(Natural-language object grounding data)

######

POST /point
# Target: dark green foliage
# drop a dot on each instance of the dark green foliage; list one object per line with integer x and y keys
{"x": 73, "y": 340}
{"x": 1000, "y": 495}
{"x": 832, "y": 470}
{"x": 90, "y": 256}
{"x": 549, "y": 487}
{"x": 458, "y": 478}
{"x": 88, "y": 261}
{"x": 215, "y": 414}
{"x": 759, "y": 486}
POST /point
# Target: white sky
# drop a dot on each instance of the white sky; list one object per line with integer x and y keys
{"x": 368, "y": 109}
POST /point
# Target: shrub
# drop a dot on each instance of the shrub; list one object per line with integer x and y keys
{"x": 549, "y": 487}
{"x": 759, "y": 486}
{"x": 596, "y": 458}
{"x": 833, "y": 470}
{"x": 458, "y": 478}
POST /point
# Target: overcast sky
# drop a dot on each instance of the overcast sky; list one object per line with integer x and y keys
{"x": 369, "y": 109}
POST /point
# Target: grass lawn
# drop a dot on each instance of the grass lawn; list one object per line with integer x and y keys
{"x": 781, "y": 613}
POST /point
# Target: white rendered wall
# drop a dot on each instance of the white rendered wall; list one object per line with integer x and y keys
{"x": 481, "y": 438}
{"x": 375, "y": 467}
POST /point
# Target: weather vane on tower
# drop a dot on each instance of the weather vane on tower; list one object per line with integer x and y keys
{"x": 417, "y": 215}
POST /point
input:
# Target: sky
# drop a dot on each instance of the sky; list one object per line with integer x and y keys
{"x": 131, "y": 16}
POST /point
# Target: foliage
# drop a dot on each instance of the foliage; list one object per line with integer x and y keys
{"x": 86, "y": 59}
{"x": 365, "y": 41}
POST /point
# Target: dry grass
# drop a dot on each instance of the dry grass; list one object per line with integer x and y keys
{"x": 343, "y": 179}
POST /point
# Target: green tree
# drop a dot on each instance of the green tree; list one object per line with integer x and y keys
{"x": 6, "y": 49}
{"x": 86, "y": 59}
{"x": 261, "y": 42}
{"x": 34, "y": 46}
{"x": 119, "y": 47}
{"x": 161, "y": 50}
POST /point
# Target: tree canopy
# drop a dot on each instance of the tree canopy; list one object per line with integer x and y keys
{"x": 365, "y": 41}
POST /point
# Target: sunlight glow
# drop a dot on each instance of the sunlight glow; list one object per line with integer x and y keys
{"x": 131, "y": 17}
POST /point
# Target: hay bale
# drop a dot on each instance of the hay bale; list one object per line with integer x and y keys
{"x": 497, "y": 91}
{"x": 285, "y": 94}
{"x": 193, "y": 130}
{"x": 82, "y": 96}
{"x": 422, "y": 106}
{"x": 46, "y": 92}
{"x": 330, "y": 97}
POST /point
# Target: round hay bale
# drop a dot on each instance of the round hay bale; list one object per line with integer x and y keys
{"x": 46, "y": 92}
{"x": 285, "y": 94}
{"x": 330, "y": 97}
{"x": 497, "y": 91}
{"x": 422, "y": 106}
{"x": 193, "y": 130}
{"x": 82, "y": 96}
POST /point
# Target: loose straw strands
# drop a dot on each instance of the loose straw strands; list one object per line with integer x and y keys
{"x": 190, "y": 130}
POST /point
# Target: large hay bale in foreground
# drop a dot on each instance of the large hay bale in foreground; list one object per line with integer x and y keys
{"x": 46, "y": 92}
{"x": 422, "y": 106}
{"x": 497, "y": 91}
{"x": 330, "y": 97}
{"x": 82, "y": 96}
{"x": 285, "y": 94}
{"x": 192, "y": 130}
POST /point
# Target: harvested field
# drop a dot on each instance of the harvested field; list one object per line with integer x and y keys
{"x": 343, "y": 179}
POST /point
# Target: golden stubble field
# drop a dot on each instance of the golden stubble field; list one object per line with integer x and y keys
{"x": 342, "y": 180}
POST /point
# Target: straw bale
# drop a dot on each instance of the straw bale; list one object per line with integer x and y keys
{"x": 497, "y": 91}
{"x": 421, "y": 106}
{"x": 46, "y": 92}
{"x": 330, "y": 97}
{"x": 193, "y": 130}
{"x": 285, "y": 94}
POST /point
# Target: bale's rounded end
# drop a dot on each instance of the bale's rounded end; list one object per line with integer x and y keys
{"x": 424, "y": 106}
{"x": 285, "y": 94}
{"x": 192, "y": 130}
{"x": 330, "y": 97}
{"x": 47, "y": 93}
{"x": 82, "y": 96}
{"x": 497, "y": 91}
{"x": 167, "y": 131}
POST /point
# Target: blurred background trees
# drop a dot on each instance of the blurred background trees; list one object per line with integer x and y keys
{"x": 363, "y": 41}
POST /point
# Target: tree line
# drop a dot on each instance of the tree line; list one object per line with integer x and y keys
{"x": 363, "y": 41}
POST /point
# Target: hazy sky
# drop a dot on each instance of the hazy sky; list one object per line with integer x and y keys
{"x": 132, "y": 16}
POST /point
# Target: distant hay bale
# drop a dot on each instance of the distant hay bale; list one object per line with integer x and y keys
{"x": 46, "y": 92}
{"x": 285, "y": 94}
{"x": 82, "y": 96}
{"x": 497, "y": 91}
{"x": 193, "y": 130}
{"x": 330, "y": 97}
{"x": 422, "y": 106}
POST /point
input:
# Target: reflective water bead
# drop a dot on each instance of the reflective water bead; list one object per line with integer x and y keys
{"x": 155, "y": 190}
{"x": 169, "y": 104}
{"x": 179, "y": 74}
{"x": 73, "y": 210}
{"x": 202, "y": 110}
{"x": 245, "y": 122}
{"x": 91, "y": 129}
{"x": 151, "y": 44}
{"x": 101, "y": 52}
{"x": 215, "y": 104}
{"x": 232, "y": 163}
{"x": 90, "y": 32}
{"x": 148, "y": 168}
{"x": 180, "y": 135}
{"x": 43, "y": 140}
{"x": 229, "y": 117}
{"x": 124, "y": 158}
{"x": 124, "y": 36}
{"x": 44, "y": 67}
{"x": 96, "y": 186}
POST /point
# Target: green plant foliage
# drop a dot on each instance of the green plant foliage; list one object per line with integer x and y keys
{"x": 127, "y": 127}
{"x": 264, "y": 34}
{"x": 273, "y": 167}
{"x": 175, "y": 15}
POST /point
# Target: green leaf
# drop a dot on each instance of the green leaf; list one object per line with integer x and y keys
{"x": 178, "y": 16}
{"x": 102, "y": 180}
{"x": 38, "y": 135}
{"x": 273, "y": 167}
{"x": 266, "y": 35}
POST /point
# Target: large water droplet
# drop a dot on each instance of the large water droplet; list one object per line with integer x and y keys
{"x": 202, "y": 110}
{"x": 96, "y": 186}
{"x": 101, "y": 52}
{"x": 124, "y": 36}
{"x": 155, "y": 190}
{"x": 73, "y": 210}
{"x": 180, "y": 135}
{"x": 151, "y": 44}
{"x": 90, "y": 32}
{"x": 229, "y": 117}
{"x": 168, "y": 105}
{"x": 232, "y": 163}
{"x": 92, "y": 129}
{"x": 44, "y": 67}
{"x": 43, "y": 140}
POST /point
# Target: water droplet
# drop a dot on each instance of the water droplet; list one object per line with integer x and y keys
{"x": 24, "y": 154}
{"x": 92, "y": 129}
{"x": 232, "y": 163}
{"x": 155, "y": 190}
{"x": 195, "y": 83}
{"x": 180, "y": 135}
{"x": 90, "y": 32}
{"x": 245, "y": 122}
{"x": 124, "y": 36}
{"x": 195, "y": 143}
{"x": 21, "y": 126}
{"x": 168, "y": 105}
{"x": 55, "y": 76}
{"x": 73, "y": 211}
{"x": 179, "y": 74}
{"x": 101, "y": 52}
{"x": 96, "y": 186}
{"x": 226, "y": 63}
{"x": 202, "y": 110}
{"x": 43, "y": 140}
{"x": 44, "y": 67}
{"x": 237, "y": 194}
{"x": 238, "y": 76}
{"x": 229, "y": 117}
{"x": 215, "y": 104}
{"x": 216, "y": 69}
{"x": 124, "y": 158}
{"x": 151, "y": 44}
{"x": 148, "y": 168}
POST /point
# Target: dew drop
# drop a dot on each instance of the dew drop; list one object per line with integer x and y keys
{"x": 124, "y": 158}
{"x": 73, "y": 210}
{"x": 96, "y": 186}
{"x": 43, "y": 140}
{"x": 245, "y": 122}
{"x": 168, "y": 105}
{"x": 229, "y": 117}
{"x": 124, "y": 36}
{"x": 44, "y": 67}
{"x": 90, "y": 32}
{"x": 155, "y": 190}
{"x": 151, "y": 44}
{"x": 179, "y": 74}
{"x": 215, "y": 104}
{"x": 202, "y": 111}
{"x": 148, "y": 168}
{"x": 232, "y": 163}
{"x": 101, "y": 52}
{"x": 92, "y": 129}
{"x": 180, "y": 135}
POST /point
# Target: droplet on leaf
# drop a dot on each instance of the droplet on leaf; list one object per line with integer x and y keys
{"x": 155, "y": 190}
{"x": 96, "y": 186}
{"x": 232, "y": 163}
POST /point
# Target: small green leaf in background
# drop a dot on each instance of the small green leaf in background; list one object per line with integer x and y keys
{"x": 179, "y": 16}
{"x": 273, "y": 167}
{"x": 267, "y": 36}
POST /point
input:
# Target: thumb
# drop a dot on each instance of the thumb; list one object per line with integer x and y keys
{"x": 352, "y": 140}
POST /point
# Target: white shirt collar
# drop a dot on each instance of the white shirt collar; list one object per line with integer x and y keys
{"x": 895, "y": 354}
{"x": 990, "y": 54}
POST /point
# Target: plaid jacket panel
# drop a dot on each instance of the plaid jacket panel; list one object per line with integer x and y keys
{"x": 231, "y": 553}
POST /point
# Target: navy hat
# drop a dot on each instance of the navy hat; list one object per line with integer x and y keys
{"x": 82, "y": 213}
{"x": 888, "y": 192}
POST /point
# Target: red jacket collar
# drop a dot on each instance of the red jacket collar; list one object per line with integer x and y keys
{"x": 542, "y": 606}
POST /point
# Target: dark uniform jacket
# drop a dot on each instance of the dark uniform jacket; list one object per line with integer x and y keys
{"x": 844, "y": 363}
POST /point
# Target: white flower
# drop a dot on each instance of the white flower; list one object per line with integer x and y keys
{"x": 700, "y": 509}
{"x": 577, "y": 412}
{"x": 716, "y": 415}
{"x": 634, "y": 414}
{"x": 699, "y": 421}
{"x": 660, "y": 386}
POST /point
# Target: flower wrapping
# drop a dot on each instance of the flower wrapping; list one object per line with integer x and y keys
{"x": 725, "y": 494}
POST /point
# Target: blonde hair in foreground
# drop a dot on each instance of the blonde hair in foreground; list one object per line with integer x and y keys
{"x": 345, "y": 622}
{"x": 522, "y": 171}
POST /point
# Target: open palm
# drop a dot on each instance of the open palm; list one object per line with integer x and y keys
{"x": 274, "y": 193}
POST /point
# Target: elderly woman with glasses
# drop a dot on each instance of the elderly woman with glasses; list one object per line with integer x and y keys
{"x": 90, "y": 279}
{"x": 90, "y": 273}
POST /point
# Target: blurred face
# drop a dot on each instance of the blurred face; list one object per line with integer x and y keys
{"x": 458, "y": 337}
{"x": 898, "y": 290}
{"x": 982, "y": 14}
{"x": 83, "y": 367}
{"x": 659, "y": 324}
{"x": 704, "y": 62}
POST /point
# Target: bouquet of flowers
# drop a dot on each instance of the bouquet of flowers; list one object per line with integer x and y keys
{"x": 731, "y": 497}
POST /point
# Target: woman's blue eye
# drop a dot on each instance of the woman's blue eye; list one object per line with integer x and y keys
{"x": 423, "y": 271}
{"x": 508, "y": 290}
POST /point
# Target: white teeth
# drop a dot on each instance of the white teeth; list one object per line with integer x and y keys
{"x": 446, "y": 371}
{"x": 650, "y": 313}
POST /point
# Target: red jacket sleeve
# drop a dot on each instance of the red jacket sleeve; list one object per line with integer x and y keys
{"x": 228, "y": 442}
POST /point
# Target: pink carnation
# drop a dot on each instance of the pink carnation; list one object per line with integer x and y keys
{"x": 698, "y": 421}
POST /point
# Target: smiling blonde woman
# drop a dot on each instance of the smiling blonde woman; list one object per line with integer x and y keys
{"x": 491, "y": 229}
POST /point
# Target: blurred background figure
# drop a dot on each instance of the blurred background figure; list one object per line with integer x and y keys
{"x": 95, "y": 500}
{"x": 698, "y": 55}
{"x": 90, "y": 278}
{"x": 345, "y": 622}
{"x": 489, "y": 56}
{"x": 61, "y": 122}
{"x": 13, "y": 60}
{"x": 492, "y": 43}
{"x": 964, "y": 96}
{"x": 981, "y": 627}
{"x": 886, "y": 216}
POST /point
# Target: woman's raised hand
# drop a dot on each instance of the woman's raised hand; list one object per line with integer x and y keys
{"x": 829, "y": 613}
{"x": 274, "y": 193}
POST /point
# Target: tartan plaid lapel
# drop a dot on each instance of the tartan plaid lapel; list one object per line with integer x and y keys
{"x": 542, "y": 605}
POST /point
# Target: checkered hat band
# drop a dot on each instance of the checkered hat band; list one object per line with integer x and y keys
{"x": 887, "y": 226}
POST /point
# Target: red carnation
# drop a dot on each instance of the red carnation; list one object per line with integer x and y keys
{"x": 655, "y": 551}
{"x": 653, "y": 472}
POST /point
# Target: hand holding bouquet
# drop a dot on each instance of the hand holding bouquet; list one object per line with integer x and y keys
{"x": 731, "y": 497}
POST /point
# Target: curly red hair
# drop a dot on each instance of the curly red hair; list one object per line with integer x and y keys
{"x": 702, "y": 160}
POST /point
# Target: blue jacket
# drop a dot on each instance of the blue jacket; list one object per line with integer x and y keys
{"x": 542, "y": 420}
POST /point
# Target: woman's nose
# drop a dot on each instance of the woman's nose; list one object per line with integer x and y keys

######

WORK TASK: Only the lines above starting at the line that holds "# drop a dot on each instance of the dark green" and ending at the line that holds "# Target: white rendered wall" are to be repeated, exactly and in full.

WRITTEN REPLY:
# drop a dot on each instance of the dark green foliage; list one object per line with integer x and y keys
{"x": 73, "y": 340}
{"x": 1000, "y": 495}
{"x": 832, "y": 470}
{"x": 90, "y": 256}
{"x": 549, "y": 487}
{"x": 458, "y": 478}
{"x": 88, "y": 261}
{"x": 215, "y": 414}
{"x": 759, "y": 486}
POST /point
# Target: white sky
# drop a dot on each instance of the white sky; list one object per line with integer x and y keys
{"x": 368, "y": 109}
POST /point
# Target: shrub
# drop a dot on each instance of the shrub; list one object per line with integer x and y keys
{"x": 549, "y": 487}
{"x": 759, "y": 486}
{"x": 596, "y": 458}
{"x": 833, "y": 470}
{"x": 458, "y": 478}
POST /point
# Target: overcast sky
# drop a dot on each instance of the overcast sky; list one object per line with integer x and y keys
{"x": 369, "y": 109}
POST /point
# Target: grass lawn
# drop a dot on each instance of the grass lawn; list one object per line with integer x and y keys
{"x": 781, "y": 613}
POST /point
# Target: white rendered wall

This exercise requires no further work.